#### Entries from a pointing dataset
------------------------

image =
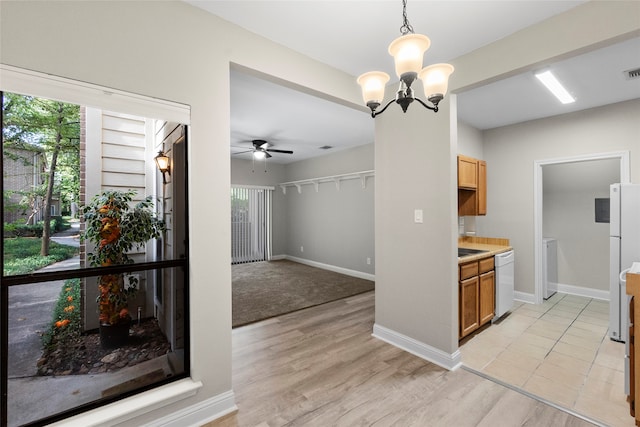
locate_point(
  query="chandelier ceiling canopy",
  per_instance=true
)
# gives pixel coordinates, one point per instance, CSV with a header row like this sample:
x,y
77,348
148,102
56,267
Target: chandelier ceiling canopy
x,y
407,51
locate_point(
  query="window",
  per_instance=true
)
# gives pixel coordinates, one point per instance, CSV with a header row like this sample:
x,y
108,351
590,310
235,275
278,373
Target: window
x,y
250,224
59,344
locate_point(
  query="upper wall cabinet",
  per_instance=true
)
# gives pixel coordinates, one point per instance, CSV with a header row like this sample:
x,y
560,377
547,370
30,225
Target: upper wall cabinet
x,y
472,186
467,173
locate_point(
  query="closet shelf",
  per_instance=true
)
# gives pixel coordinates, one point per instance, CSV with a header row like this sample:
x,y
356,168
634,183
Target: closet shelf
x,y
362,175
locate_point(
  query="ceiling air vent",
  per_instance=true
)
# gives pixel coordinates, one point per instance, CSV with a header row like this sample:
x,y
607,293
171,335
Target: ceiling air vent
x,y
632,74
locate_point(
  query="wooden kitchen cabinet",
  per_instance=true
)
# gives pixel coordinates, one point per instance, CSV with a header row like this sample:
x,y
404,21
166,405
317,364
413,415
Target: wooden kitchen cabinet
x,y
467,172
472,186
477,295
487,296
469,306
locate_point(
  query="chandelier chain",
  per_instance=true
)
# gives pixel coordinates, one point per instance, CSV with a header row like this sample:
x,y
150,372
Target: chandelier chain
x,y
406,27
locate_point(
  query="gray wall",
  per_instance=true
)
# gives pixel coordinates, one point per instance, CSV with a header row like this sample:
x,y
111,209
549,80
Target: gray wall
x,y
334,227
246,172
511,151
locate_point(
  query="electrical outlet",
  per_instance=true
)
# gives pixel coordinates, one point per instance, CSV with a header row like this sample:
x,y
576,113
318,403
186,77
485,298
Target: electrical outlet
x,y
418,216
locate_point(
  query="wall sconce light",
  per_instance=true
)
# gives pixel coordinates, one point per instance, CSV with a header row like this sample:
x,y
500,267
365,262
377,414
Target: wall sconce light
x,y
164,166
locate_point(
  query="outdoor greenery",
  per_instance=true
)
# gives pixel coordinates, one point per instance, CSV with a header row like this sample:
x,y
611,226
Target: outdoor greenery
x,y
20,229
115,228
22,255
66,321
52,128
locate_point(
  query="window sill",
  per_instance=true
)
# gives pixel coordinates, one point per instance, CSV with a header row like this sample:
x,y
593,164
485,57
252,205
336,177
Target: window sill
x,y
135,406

------------------------

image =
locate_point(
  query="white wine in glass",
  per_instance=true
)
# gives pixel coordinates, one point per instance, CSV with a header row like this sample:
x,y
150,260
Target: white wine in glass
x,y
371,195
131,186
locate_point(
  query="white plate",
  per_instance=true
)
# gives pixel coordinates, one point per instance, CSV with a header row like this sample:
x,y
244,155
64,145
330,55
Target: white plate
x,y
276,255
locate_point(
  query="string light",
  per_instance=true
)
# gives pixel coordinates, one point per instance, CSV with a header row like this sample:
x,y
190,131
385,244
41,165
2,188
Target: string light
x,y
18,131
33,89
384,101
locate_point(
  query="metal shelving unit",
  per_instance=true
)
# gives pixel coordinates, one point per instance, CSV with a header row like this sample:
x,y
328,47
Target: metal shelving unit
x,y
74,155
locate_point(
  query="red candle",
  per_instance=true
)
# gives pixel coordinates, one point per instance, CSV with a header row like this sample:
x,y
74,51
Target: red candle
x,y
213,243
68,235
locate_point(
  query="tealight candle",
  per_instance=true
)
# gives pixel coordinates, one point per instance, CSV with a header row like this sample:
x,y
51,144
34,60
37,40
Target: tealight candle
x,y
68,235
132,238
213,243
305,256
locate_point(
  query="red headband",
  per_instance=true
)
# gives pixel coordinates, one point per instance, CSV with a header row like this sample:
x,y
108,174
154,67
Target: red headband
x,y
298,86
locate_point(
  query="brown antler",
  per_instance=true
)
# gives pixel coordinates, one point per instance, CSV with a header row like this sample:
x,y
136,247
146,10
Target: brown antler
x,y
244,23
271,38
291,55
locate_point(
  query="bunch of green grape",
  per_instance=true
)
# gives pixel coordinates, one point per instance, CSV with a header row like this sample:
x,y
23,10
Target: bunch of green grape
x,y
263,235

------------------------

Find every line in the items above that contains the word "ceiling", and copy each of those lines.

  query="chandelier ceiling canopy",
Target: chandelier ceiling canopy
  query="ceiling air vent",
Target: ceiling air vent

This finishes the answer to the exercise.